DO THIS >>
Starting at the line containing "spot tattoo on forearm | bbox" and ending at the line containing "(896, 148), (974, 382)", render those lines of the entries below as a numbered list, leaving out any blank lines.

-- Begin --

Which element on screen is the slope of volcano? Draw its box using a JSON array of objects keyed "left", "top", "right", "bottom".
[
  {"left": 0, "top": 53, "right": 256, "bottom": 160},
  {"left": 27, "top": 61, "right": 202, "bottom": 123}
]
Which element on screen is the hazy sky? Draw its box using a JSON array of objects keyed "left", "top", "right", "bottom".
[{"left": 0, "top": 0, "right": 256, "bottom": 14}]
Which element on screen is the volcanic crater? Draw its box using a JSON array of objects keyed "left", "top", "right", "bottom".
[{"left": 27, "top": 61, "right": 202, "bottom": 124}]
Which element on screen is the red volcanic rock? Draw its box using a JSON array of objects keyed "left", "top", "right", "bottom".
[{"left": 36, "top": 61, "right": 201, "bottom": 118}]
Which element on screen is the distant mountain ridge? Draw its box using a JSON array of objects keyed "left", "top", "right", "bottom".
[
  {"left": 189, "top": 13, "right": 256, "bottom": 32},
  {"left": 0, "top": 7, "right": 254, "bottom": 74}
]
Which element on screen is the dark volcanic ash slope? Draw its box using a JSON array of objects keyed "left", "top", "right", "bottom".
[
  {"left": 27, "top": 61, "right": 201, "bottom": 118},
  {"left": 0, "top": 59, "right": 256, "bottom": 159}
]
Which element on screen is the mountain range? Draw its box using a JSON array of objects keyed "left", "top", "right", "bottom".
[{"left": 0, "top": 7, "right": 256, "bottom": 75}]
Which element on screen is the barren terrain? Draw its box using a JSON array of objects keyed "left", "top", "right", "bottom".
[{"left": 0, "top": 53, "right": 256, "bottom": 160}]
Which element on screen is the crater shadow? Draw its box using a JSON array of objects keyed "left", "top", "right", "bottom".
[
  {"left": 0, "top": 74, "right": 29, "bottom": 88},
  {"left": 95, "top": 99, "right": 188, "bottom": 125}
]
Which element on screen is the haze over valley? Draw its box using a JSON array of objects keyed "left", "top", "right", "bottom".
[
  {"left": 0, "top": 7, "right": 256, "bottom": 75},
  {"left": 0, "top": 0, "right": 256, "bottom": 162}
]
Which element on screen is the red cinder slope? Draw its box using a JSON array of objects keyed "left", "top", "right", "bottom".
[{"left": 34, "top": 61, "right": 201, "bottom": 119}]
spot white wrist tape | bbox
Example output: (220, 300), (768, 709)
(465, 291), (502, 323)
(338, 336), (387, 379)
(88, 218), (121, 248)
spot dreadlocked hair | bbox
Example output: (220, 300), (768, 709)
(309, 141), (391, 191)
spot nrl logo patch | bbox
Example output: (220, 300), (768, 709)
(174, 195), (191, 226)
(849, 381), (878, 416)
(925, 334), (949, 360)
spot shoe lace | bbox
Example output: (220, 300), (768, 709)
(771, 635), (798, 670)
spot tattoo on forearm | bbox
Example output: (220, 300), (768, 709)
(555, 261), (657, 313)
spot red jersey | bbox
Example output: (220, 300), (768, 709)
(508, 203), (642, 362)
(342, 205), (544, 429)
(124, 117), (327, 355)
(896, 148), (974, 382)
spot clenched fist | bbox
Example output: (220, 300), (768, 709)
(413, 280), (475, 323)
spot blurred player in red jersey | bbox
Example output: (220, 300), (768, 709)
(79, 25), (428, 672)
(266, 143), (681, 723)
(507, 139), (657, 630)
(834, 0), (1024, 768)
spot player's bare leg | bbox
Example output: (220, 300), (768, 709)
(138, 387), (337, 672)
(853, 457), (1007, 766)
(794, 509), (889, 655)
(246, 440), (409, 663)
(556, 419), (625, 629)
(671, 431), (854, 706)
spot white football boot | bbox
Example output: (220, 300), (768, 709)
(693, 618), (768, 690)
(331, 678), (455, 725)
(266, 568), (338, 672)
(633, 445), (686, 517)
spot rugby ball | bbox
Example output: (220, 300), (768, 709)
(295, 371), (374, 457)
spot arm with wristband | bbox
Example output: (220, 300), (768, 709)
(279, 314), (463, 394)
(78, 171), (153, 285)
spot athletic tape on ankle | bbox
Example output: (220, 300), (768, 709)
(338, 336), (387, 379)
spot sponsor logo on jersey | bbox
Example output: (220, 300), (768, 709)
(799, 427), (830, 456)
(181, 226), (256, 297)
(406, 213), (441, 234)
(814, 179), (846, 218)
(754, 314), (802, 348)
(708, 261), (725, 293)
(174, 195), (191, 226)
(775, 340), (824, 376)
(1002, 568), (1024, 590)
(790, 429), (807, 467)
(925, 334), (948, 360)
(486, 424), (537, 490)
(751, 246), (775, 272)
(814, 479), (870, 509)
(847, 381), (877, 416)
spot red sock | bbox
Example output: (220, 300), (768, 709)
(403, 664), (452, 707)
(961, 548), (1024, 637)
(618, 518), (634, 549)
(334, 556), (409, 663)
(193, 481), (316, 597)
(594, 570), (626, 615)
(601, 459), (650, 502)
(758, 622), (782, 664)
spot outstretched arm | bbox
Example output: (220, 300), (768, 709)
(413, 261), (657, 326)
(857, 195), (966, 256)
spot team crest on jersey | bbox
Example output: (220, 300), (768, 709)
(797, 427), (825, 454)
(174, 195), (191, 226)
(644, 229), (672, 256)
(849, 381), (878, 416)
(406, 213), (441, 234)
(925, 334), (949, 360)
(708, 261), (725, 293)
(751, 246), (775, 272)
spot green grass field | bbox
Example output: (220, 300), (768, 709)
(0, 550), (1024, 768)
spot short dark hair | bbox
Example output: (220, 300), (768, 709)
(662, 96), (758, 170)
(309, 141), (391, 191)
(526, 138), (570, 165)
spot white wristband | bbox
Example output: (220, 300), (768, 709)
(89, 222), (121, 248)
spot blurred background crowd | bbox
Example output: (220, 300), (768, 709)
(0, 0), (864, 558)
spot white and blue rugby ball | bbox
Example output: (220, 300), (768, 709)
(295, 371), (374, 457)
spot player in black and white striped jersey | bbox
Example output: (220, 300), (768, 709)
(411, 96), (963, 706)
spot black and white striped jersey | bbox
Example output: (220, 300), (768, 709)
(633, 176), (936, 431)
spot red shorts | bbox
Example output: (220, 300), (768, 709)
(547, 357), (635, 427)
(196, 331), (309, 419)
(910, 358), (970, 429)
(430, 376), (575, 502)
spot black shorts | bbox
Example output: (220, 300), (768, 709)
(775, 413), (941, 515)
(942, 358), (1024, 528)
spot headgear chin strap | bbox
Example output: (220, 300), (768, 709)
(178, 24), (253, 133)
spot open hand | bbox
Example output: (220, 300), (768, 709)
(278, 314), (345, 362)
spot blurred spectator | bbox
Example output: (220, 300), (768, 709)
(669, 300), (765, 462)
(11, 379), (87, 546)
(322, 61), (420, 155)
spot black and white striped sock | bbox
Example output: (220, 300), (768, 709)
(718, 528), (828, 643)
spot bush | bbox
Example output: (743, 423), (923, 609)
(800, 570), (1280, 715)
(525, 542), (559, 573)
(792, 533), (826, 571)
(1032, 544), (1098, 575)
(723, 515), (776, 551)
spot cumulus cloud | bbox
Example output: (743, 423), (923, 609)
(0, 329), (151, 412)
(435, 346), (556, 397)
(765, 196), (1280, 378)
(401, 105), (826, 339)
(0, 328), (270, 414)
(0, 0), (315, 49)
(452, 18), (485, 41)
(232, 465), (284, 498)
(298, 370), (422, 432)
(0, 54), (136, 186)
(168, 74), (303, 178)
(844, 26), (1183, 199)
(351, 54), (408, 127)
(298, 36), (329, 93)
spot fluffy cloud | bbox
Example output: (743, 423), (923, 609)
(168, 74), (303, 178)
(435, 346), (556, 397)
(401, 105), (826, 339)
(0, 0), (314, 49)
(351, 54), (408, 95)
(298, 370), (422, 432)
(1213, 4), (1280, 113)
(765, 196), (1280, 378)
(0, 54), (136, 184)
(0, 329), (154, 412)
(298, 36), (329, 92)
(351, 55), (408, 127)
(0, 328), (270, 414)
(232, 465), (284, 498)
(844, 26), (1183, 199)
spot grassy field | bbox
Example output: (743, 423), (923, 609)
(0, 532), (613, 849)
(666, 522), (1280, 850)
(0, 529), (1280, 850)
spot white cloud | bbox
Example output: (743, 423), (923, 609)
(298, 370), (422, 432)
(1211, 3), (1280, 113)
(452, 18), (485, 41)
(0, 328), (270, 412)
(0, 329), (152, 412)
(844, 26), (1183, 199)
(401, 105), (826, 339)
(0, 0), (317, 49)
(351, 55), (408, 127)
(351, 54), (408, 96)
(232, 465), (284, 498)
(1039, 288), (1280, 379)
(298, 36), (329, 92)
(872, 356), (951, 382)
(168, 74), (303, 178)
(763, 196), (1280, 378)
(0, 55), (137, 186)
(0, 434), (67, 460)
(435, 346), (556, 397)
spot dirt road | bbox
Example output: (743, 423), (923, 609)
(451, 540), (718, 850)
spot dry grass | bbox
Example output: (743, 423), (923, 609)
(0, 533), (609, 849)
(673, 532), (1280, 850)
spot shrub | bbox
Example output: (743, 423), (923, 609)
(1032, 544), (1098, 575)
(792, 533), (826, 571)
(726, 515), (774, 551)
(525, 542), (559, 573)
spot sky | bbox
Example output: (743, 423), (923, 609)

-- End --

RESPONSE FOR THIS EXERCISE >>
1. spot tattoo on forearm | bbox
2. Example output: (220, 300), (768, 709)
3. (555, 261), (657, 313)
4. spot red jersey | bbox
5. Example output: (220, 300), (768, 709)
6. (508, 203), (642, 362)
7. (342, 205), (544, 429)
8. (124, 117), (327, 355)
9. (896, 148), (974, 382)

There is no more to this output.